● **Aim of the task**:
Rewrite every item below, swapping each "Quickstart" for "Usage" and leaving all other text as it is.
[Begin]
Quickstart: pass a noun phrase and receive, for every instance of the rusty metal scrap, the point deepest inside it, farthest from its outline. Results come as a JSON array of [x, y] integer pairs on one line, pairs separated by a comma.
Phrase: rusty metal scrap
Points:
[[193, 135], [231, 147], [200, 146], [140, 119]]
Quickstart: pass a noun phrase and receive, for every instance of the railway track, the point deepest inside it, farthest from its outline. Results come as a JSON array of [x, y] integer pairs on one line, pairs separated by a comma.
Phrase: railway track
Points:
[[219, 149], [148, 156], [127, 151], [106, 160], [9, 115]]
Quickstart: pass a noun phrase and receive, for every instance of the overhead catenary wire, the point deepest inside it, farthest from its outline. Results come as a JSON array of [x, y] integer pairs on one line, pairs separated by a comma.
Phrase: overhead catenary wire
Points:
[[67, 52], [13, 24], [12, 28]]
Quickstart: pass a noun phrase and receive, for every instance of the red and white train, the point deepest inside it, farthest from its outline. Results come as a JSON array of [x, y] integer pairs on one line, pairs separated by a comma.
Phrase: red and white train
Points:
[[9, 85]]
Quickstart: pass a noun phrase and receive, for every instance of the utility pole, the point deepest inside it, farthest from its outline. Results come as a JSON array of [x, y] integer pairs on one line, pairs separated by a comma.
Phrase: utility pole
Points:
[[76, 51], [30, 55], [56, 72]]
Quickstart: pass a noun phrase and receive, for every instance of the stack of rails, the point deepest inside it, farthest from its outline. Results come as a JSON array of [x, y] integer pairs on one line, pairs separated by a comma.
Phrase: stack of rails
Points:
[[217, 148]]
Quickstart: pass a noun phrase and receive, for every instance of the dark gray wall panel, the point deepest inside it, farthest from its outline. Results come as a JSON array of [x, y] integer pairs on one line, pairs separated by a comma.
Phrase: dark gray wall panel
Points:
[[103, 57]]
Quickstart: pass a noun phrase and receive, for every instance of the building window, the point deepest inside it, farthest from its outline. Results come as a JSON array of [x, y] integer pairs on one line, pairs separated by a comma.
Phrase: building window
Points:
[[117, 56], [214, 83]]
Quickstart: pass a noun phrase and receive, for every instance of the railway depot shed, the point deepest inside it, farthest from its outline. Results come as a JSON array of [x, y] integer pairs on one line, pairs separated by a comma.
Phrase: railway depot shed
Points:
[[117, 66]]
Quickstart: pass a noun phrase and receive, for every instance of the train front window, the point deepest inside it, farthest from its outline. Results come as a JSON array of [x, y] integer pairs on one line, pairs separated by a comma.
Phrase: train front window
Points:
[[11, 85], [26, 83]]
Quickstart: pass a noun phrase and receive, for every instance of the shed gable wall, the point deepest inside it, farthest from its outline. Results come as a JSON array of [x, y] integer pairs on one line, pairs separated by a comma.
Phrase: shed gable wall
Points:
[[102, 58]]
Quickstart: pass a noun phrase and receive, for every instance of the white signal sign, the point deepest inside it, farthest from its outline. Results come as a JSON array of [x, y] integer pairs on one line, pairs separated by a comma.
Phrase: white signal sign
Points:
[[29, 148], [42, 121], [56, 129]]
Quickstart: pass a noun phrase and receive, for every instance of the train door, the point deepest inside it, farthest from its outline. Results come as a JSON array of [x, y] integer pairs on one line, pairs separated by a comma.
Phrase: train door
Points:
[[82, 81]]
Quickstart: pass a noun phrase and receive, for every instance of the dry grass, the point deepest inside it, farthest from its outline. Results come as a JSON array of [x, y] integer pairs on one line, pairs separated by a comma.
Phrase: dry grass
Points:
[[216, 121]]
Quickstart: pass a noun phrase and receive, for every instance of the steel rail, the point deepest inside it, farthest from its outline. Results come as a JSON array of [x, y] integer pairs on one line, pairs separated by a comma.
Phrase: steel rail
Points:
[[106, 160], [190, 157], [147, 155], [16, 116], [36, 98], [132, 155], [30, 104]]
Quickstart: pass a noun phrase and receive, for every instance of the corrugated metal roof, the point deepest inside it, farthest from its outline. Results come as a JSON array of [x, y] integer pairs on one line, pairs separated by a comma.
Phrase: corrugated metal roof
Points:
[End]
● **Answer to the task**:
Usage: pass a noun phrase and receive, for every instance of the rusty metal scrap, the point deepest inside it, farthest from its outline. Results come as a JSON array of [x, y] integer pairs on one line, pairs separated by a comma.
Phrase: rusty metal scrap
Points:
[[193, 135], [231, 147], [200, 146], [140, 119]]
Usage: pass a noun phrase and receive, for every instance of the railway track, the point deepest inside it, farthest from its outline. Results come as a JSON array of [x, y] integer pairs on one line, pairs separated by a comma.
Phrase: railway track
Points:
[[219, 149], [148, 156], [127, 151], [106, 160], [9, 115]]
Usage: pass a noun phrase and receive, for every instance of the overhead catenary wire, the point deepest inside it, farthest from its outline. Results come as a JSON array of [x, y] integer pairs on one line, pairs separated by a comma.
Phrase: overhead catenary wire
Points:
[[67, 52], [13, 24], [12, 28]]
Usage: pass a noun phrase and receive, for every instance of the red and white train, the point deepest inside it, farthest from its outline. Results come as a JSON array of [x, y] integer pairs on one line, pairs separated by a comma.
Phrase: red and white train
Points:
[[9, 85]]
Usage: pass a noun phrase and receive, for every instance of the utility pole, the point deepest inside it, farthest from its outline. Results come as a JSON array of [x, y] integer pairs on one line, pairs separated by a comma.
Phrase: utility pole
Points:
[[76, 51], [30, 55], [56, 72]]
Usage: pass a noun phrase and receive, for every instance of the stack of rails, the point deepest inside it, farthest from its outline. Results come as a JSON array of [x, y] integer pairs on one line, pairs separated by a comma.
Phrase: stack of rails
Points:
[[217, 148]]
Usage: pass a noun phrase and receive, for every instance of the dark gray wall panel, the point deepest inside it, farthest from its outline. Results come as a JSON array of [x, y] integer pairs on one line, pairs separated by a comma.
Phrase: dark gray wall panel
Points:
[[103, 57]]
Usage: pass a noun phrase and receive, for every instance of the building window, the point deepest inside it, farthest from its outline. Results come as a JSON array of [x, y] integer pairs on one line, pairs separated by a comma.
Phrase: building window
Points:
[[117, 56], [214, 83]]
Usage: pass a noun phrase and receive, for every instance of the railway depot shed, the point deepest inside it, farthest from its outline. Results come as a JSON array of [x, y] integer pairs on one line, pairs separated by a comma.
Phrase: railway depot shed
Points:
[[117, 66]]
Usage: pass a noun phrase and receive, for every instance of the train front window, the point deepest inside it, farthest from its outline. Results come as a JSON array of [x, y] integer pairs on one line, pairs separated by a comma.
Phrase: train front window
Points:
[[11, 85], [26, 83]]
Usage: pass a noun phrase and receive, for every instance of the shed gable wall, the point deepest inside it, farthest from its outline. Results come as a JSON array of [x, y] integer pairs on one line, pairs separated by a comma.
Phrase: shed gable wall
Points:
[[102, 58]]
Usage: pass a noun phrase and receive, for every instance of the white signal sign, the point deepest inside it, farthest from its outline. Results come as a JSON array of [x, y] integer pairs on one line, pairs separated by a comma.
Phrase: white signal sign
Points:
[[29, 148], [42, 121], [56, 129]]
Usage: pass a noun phrase and receive, for every instance of the train door, the point deepest inside it, farthest from its outline. Results come as a JSON array of [x, y] integer pairs on one line, pairs separated by a comma.
Phrase: train door
Points:
[[82, 81]]
Usage: pass a noun phrase and receive, for every instance of the dry grass, the point deepest inside it, farthest from its outline. Results come as a JSON array of [x, y] integer pairs on one line, pairs separated by a comma.
Phrase: dry grass
Points:
[[216, 121]]
Usage: pass a noun phrase and receive, for every instance of the steel rail, the point deepest inside it, farthest from its outline. Results come as a JSON array of [x, y] integer pairs on one line, pairs separated by a comma.
Phrase: steel rail
Points:
[[106, 160], [190, 157], [147, 155], [16, 116], [36, 98], [132, 155], [30, 104]]
Usage: pass a noun phrase and receive, for every instance of the corrugated metal roof, the point deepest inside it, farthest from its outline. Results come as a JSON array of [x, y] integer pairs on one line, pairs separated by a comma.
Phrase: corrugated metal roof
Points:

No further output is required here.